=== What you will do ===
Only some lines are wanted. Transcribe, exactly, the lines below from the line with "Reviewer note: every instance of the wooden desk" up to and including the line with "Reviewer note: every instance of the woman's left".

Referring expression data
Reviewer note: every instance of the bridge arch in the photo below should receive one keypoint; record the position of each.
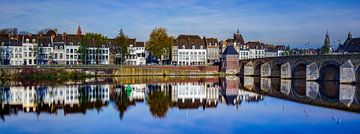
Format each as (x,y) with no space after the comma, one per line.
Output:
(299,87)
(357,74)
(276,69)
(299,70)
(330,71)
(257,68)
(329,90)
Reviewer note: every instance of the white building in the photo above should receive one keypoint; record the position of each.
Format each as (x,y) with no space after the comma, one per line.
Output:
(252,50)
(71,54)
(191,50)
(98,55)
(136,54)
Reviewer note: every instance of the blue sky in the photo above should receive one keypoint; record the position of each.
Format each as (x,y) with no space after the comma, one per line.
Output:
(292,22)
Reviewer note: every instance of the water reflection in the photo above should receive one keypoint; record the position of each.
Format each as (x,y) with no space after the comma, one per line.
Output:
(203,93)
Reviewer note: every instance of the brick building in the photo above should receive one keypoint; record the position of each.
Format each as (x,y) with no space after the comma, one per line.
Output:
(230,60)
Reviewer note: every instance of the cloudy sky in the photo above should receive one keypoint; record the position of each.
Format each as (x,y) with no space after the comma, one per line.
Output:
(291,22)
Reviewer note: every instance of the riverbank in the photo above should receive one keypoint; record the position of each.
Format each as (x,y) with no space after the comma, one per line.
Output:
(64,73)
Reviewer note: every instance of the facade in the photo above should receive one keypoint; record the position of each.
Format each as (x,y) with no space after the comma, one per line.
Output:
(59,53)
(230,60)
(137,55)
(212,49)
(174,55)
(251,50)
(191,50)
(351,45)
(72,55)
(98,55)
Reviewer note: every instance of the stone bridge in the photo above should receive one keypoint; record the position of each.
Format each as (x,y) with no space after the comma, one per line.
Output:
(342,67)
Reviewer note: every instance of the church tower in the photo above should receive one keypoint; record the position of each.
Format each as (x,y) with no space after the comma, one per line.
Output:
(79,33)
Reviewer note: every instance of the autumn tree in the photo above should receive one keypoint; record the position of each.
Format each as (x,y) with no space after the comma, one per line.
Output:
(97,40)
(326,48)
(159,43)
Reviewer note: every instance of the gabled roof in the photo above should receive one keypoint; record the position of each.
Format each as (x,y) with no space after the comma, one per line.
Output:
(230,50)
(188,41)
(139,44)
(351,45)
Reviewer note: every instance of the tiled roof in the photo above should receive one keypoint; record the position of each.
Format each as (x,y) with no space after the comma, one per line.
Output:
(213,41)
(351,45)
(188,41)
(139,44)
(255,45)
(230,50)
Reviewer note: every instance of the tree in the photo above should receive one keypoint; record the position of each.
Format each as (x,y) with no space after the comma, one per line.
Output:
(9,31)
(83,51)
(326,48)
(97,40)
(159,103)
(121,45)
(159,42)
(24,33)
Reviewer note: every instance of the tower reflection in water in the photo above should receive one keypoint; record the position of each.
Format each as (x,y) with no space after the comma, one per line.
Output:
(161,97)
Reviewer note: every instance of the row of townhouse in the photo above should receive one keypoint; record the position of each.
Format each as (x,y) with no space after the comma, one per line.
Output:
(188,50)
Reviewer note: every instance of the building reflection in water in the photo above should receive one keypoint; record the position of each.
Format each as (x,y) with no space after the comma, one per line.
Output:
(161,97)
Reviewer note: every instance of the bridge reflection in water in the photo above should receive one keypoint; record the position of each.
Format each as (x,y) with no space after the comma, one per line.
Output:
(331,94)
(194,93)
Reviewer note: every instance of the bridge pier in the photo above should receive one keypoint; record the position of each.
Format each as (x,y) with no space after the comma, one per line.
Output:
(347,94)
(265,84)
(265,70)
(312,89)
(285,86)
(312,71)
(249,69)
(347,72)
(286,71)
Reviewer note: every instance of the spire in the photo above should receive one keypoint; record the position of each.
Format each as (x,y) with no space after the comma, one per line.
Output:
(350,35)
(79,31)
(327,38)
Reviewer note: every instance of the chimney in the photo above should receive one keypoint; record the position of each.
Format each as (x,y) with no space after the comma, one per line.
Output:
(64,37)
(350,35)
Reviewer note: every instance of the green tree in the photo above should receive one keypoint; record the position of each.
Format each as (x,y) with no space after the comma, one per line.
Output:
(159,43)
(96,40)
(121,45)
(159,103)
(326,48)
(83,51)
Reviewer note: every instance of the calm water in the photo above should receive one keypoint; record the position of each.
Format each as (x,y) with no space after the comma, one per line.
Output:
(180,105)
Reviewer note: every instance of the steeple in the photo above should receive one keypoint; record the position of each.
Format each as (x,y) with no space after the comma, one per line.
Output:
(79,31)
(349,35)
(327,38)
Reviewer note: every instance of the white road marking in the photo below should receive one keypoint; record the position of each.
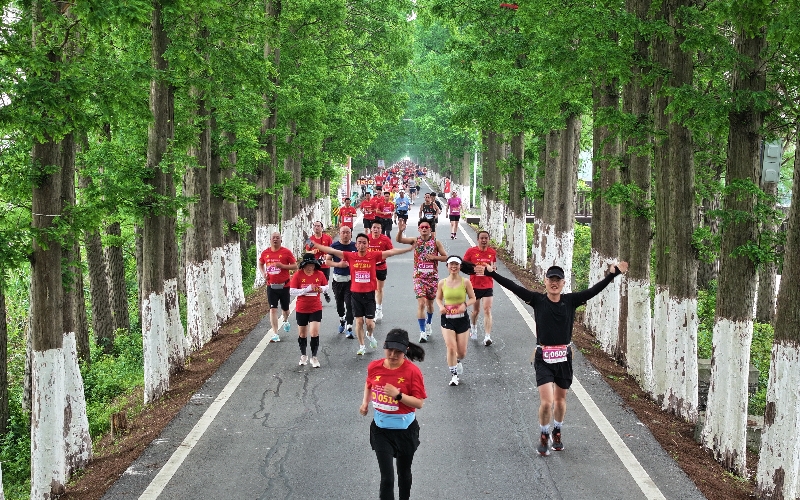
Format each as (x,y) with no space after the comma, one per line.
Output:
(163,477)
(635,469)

--

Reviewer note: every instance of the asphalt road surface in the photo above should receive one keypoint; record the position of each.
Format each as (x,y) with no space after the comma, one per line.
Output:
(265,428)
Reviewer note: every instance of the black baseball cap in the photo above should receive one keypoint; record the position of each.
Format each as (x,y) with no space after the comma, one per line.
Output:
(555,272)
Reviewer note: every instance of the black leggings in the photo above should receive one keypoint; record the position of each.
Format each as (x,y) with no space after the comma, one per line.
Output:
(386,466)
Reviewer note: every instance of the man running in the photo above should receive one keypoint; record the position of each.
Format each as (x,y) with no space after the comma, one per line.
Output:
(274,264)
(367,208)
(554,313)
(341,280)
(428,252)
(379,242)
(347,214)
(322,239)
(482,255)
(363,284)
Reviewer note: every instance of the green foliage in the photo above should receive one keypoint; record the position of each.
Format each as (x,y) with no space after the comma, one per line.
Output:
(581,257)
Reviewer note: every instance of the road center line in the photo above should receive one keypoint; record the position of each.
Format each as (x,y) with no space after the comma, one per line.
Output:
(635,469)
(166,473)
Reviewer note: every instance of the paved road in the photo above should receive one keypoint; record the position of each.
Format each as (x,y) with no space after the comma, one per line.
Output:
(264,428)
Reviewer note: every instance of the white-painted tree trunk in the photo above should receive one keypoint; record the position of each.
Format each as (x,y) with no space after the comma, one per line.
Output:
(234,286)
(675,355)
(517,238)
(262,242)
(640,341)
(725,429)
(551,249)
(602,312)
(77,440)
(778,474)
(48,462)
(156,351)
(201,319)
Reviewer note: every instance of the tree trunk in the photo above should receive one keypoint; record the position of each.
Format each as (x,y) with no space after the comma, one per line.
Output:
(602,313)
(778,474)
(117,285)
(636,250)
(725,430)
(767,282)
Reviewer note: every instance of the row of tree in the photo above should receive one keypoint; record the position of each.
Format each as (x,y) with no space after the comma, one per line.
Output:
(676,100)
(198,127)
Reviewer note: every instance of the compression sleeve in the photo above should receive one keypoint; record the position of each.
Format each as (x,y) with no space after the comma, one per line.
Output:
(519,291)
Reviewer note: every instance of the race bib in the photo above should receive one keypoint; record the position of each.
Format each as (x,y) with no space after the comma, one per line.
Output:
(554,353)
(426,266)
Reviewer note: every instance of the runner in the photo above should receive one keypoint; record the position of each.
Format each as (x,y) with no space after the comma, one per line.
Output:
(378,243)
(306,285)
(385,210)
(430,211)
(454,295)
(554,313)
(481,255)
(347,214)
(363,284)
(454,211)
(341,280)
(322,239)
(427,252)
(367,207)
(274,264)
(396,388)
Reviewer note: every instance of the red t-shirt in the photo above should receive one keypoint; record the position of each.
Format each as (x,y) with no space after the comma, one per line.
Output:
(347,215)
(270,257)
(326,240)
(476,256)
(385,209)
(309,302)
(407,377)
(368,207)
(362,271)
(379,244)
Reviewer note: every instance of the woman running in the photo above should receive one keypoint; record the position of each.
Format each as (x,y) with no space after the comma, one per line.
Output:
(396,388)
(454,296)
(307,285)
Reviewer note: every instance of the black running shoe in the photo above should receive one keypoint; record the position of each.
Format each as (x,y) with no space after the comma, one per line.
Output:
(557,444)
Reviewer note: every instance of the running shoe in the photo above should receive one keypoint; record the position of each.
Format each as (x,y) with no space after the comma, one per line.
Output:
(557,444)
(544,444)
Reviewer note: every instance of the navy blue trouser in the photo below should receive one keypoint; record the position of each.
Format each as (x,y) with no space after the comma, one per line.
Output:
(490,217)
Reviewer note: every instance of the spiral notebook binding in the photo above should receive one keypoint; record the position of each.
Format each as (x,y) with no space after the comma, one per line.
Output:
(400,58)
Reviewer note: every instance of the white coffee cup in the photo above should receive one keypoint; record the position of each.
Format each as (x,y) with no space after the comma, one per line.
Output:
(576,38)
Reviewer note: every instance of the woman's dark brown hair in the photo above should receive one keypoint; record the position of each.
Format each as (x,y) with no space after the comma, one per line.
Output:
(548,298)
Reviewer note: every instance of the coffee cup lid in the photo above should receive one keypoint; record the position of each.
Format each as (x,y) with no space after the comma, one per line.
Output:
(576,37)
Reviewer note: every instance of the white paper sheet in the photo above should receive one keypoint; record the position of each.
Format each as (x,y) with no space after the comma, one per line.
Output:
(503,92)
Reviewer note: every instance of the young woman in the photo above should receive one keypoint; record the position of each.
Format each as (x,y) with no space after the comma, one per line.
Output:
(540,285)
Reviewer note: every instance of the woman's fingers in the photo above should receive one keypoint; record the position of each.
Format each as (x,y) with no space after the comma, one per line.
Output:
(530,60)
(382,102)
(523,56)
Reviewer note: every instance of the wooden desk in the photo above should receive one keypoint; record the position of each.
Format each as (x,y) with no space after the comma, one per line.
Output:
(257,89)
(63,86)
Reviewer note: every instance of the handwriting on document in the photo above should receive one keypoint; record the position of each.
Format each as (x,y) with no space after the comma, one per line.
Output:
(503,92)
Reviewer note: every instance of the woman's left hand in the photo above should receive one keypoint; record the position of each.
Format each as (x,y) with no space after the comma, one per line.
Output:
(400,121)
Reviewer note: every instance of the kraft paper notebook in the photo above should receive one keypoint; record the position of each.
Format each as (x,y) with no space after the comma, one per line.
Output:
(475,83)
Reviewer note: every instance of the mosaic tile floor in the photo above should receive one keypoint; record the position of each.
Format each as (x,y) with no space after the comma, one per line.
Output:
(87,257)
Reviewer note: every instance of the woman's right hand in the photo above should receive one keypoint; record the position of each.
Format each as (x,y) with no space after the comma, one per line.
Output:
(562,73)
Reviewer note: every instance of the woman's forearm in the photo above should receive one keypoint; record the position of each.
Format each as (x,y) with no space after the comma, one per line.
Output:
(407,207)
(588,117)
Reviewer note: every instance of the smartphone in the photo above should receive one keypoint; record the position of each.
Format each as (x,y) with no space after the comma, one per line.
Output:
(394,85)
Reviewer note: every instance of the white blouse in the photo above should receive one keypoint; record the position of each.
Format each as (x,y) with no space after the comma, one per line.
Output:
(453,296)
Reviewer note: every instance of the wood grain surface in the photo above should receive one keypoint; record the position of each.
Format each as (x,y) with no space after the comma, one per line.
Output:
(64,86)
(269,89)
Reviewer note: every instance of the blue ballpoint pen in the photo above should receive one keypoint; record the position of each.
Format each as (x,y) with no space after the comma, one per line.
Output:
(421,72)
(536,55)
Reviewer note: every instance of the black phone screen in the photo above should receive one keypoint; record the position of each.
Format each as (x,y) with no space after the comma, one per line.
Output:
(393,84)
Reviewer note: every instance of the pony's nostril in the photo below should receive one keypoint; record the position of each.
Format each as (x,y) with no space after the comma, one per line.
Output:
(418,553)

==

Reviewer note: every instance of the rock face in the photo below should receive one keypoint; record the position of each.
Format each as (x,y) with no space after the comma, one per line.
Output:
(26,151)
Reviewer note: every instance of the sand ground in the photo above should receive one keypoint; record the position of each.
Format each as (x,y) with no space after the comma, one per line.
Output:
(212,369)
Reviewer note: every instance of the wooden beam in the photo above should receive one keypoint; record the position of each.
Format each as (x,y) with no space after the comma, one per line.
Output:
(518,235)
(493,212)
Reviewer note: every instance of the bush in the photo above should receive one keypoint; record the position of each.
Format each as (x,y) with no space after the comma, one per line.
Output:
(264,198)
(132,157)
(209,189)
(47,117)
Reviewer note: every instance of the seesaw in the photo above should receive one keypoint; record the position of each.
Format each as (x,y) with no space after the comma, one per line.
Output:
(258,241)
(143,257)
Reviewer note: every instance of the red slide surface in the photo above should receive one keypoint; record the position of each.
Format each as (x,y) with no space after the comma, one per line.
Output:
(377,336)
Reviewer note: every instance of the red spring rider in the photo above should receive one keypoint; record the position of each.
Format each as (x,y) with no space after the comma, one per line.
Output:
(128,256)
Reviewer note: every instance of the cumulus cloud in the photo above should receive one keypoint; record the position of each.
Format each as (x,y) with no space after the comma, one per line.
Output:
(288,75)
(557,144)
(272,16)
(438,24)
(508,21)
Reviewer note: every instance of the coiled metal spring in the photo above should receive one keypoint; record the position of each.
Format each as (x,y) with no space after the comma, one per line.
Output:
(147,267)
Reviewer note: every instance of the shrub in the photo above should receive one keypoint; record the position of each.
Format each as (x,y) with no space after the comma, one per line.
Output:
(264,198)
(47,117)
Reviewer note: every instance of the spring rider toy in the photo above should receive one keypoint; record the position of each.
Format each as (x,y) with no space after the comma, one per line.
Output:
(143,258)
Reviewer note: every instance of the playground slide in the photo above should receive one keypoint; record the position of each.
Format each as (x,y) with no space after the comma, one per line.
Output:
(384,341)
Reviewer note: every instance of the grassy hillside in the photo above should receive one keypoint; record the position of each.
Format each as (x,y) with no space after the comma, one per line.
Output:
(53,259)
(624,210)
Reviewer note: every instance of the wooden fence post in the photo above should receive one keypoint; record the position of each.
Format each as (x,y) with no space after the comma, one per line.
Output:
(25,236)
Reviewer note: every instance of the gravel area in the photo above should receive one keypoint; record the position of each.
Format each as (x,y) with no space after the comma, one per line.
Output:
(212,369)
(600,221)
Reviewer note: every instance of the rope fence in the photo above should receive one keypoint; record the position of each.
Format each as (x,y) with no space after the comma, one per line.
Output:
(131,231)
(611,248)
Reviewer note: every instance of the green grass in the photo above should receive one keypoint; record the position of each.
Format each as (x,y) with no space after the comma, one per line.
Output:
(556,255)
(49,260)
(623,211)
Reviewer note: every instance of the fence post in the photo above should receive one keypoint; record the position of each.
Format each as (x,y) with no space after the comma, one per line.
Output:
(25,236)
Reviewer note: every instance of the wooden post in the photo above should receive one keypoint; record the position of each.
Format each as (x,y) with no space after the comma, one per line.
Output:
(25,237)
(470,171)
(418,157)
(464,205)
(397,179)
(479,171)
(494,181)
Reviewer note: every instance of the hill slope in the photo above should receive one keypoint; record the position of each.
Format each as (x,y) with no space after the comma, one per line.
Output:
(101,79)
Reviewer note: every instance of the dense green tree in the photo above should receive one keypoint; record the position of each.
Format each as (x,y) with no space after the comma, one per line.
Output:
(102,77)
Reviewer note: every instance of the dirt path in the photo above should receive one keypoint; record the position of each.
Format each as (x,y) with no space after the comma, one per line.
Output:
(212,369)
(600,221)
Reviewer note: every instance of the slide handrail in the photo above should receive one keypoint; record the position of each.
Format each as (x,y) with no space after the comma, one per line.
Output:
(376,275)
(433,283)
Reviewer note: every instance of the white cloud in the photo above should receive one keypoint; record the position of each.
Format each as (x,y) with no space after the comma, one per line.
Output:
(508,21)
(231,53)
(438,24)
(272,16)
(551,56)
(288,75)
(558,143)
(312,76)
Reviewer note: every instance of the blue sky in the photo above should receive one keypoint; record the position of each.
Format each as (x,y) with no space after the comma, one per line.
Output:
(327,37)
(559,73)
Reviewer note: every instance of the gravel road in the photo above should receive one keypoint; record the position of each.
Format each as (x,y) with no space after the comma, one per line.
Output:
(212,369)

=== Output ===
Reviewer note: every instance of the wooden desk in the photo above should receive one keypoint; record the position of each.
Format each as (x,y) with no space after the comma, one per line.
Output:
(257,89)
(63,86)
Reviewer note: every instance of the handwriting on document in the photo above should receive one keypoint; record the position of each.
Format each as (x,y) with no space after the comma, one per line.
Output:
(503,92)
Reviewer note: every instance of the woman's left hand in the photo above should receive one keypoint; record the position of each.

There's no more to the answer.